Records excerpted from a collection
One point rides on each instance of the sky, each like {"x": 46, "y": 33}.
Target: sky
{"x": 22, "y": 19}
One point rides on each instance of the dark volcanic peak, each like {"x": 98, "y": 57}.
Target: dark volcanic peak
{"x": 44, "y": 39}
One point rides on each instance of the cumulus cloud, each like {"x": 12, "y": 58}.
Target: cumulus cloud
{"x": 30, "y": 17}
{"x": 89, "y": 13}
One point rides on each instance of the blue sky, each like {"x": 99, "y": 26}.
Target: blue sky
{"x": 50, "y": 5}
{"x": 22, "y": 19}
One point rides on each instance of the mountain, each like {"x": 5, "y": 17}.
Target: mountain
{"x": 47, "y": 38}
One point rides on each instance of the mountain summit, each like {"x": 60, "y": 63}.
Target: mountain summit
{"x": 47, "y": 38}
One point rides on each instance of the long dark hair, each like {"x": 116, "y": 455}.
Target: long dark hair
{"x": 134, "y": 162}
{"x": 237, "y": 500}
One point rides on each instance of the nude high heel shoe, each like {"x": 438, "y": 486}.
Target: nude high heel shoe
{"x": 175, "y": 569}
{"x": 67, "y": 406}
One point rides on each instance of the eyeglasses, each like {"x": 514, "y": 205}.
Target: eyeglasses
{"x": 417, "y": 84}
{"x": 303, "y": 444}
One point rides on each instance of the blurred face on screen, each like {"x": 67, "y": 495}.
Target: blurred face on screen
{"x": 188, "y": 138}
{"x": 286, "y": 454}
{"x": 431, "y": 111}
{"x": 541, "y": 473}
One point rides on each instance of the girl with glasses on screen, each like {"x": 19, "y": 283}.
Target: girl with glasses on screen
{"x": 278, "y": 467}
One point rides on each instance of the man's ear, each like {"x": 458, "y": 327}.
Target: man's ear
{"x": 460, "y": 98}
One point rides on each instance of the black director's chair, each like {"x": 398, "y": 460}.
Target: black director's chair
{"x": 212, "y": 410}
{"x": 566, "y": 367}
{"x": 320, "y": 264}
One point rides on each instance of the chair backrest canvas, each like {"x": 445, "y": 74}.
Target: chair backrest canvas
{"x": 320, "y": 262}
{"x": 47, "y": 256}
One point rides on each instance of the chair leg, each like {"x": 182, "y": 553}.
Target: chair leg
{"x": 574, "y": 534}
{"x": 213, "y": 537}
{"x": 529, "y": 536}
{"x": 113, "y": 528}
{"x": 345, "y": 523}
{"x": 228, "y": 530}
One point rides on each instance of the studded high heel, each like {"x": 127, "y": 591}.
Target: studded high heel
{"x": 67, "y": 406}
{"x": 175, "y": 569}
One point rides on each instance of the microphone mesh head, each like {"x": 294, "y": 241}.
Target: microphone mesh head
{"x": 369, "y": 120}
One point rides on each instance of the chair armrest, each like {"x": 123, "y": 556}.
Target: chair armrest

Task to complete:
Every line above carrying the word "armrest" needs to be shown.

Response:
One point rides on each instance of the chair armrest, each like {"x": 123, "y": 556}.
Target: chair armrest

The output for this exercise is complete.